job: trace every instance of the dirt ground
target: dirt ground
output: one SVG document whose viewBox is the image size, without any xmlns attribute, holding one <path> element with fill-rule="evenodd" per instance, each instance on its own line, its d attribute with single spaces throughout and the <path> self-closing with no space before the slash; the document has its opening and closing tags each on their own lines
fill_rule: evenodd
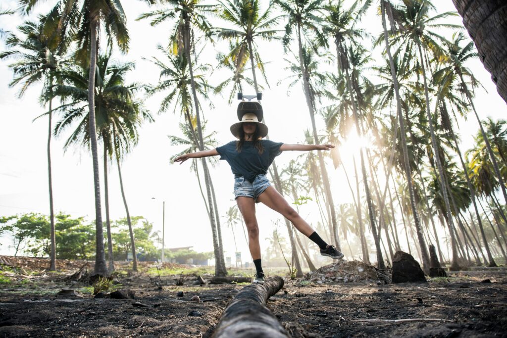
<svg viewBox="0 0 507 338">
<path fill-rule="evenodd" d="M 2 262 L 13 281 L 30 265 Z M 79 269 L 79 262 L 73 264 L 67 274 Z M 344 269 L 331 268 L 335 267 Z M 286 279 L 267 306 L 294 337 L 507 336 L 505 273 L 476 271 L 420 284 Z M 194 285 L 192 276 L 177 286 L 178 276 L 141 273 L 116 280 L 115 287 L 133 291 L 135 299 L 94 299 L 85 292 L 88 285 L 66 279 L 65 273 L 37 276 L 0 283 L 0 337 L 210 337 L 244 286 Z M 57 294 L 62 288 L 81 293 Z M 180 291 L 183 297 L 177 296 Z M 196 295 L 200 302 L 190 300 Z M 147 306 L 133 305 L 136 302 Z"/>
</svg>

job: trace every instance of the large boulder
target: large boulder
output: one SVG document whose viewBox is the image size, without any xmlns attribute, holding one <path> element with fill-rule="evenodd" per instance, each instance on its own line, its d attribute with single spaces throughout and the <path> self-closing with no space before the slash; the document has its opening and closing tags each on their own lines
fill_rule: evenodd
<svg viewBox="0 0 507 338">
<path fill-rule="evenodd" d="M 396 251 L 392 260 L 393 283 L 425 283 L 424 273 L 412 255 Z"/>
</svg>

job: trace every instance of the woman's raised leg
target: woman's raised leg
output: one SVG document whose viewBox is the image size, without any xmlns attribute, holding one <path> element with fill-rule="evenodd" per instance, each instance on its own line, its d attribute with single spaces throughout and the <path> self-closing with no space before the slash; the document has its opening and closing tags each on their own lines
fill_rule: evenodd
<svg viewBox="0 0 507 338">
<path fill-rule="evenodd" d="M 268 186 L 257 198 L 258 200 L 273 210 L 279 212 L 283 217 L 291 221 L 296 229 L 307 237 L 309 237 L 315 230 L 303 219 L 299 214 L 283 198 L 283 196 L 272 186 Z"/>
<path fill-rule="evenodd" d="M 252 259 L 259 259 L 261 258 L 261 245 L 259 241 L 259 225 L 255 216 L 255 202 L 251 197 L 240 197 L 236 199 L 236 203 L 248 232 L 248 248 Z"/>
</svg>

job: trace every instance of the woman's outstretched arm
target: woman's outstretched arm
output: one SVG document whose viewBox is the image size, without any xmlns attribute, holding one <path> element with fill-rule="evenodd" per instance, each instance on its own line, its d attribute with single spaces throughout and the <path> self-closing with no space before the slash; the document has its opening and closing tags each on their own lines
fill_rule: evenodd
<svg viewBox="0 0 507 338">
<path fill-rule="evenodd" d="M 181 164 L 189 159 L 199 159 L 201 157 L 207 157 L 208 156 L 216 156 L 218 155 L 219 155 L 219 152 L 216 151 L 216 149 L 203 150 L 202 152 L 197 152 L 197 153 L 184 154 L 181 156 L 178 156 L 174 159 L 174 162 L 180 162 L 179 164 Z"/>
<path fill-rule="evenodd" d="M 287 144 L 283 143 L 280 146 L 280 151 L 309 152 L 312 150 L 331 150 L 332 148 L 334 147 L 335 146 L 333 144 Z"/>
</svg>

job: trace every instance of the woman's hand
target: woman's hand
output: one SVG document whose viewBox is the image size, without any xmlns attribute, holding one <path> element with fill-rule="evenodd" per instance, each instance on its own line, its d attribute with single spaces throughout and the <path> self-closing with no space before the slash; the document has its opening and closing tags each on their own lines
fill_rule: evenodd
<svg viewBox="0 0 507 338">
<path fill-rule="evenodd" d="M 180 156 L 178 156 L 177 158 L 176 158 L 175 159 L 174 159 L 174 161 L 173 162 L 181 162 L 180 163 L 180 164 L 181 164 L 182 163 L 183 163 L 183 162 L 185 162 L 186 161 L 187 161 L 187 160 L 188 160 L 190 158 L 190 154 L 184 154 L 183 155 L 181 155 Z"/>
<path fill-rule="evenodd" d="M 331 150 L 332 148 L 334 148 L 335 146 L 333 144 L 319 144 L 318 145 L 315 145 L 316 149 L 315 150 Z"/>
</svg>

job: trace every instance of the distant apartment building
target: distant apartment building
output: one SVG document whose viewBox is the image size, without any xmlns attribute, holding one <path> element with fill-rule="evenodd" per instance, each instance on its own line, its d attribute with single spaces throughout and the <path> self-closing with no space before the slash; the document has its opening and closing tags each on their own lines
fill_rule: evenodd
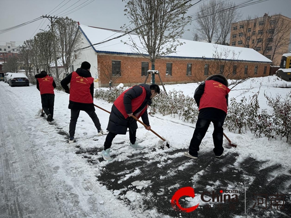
________________
- **Brief**
Render all the records above as a JSON list of strings, one string per line, with blank lines skipped and the pictures left out.

- **Solution for this exercise**
[
  "job: trace every instance of the dirt ground",
  "target: dirt ground",
  "output: one SVG document whose viewBox is the image size, without any xmlns attribute, holding one <path> element with fill-rule=\"evenodd\" per instance, each instance on its own line, its d attribute with single spaces throughout and the <path> self-closing with no space before the slash; the document has its opening and closing tags each on their own lines",
  "fill_rule: evenodd",
  "<svg viewBox=\"0 0 507 338\">",
  "<path fill-rule=\"evenodd\" d=\"M 2 262 L 13 281 L 30 265 Z M 79 269 L 79 262 L 73 264 L 67 274 Z M 344 269 L 331 268 L 335 267 Z M 286 279 L 267 306 L 294 337 L 507 336 L 505 273 L 476 271 L 420 284 Z M 194 285 L 192 276 L 177 286 L 178 276 L 141 273 L 116 280 L 115 287 L 133 291 L 135 299 L 94 299 L 85 292 L 88 285 L 66 279 L 65 273 L 37 276 L 0 283 L 0 337 L 210 337 L 244 286 Z M 57 294 L 62 288 L 81 293 Z M 180 291 L 183 297 L 177 296 Z M 196 295 L 200 302 L 190 300 Z M 147 306 L 133 305 L 136 302 Z\"/>",
  "</svg>",
  "job: trace every instance of the large boulder",
  "target: large boulder",
  "output: one SVG document whose viewBox is the image size, without any xmlns attribute, holding one <path> element with fill-rule=\"evenodd\" per instance, each instance on its own line, its d attribute with single spaces throughout and the <path> self-closing with no space before the slash; the document has its opening and closing tags each on their own lines",
  "fill_rule: evenodd",
  "<svg viewBox=\"0 0 507 338\">",
  "<path fill-rule=\"evenodd\" d=\"M 396 251 L 392 260 L 393 283 L 425 283 L 424 273 L 412 255 Z\"/>",
  "</svg>",
  "job: trace every instance of the woman's raised leg",
  "target: woman's raised leg",
  "output: one SVG document whose viewBox is the image size, without any xmlns attribute, holding one <path> element with fill-rule=\"evenodd\" per instance, each instance on its own line, its d attribute with single spaces throughout and the <path> self-closing with no space before the slash; the document has its opening and closing tags each on their own lines",
  "fill_rule: evenodd",
  "<svg viewBox=\"0 0 507 338\">",
  "<path fill-rule=\"evenodd\" d=\"M 268 186 L 257 198 L 258 200 L 273 210 L 279 212 L 283 217 L 291 221 L 296 229 L 307 237 L 309 237 L 315 230 L 303 219 L 299 214 L 283 198 L 283 196 L 272 186 Z\"/>",
  "<path fill-rule=\"evenodd\" d=\"M 252 259 L 259 259 L 261 258 L 261 245 L 259 241 L 259 225 L 255 216 L 255 202 L 251 197 L 240 197 L 236 199 L 236 203 L 248 232 L 248 248 Z\"/>",
  "</svg>",
  "job: trace every instance of the woman's outstretched arm",
  "target: woman's outstretched arm",
  "output: one SVG document whose viewBox is the image size, without any xmlns attribute, holding one <path> element with fill-rule=\"evenodd\" per instance, each instance on its own line, its d attribute with single spaces throughout and the <path> self-closing with no space before the slash; the document has its opening and closing tags each on their own lines",
  "fill_rule: evenodd",
  "<svg viewBox=\"0 0 507 338\">",
  "<path fill-rule=\"evenodd\" d=\"M 181 164 L 189 159 L 199 159 L 201 157 L 207 157 L 208 156 L 216 156 L 218 155 L 219 155 L 219 152 L 216 151 L 216 149 L 203 150 L 202 152 L 197 152 L 197 153 L 184 154 L 181 156 L 178 156 L 174 159 L 174 162 L 180 162 L 179 164 Z\"/>",
  "<path fill-rule=\"evenodd\" d=\"M 287 144 L 283 143 L 280 146 L 280 151 L 309 152 L 312 150 L 331 150 L 332 148 L 334 147 L 335 146 L 333 144 Z\"/>",
  "</svg>",
  "job: trace every instance of the woman's hand",
  "target: woman's hand",
  "output: one SVG document whose viewBox is the image size, without any xmlns attribute, holding one <path> element with fill-rule=\"evenodd\" per instance, each instance on its own line, its d attribute with single spaces throughout and the <path> self-closing with no space before the slash; the document has its opening and closing tags each on their own lines",
  "fill_rule: evenodd",
  "<svg viewBox=\"0 0 507 338\">",
  "<path fill-rule=\"evenodd\" d=\"M 180 156 L 178 156 L 177 158 L 176 158 L 175 159 L 174 159 L 174 161 L 173 162 L 181 162 L 180 163 L 180 164 L 181 164 L 182 163 L 183 163 L 183 162 L 185 162 L 186 161 L 187 161 L 187 160 L 188 160 L 190 158 L 190 154 L 184 154 L 183 155 L 181 155 Z\"/>",
  "<path fill-rule=\"evenodd\" d=\"M 331 150 L 332 148 L 334 148 L 335 146 L 333 144 L 319 144 L 318 145 L 315 145 L 316 149 L 315 150 Z\"/>",
  "</svg>",
  "job: trace every instance of the distant apartment building",
  "target: distant apartment building",
  "output: one SVG document whose viewBox is the image size, without any xmlns attribute, holding one <path> element with fill-rule=\"evenodd\" per instance, each instance on its own line, its d attribute with single spaces throughout and the <path> self-closing with no space before the slash; the document has its opening and closing tags each on their own lines",
  "fill_rule: evenodd"
]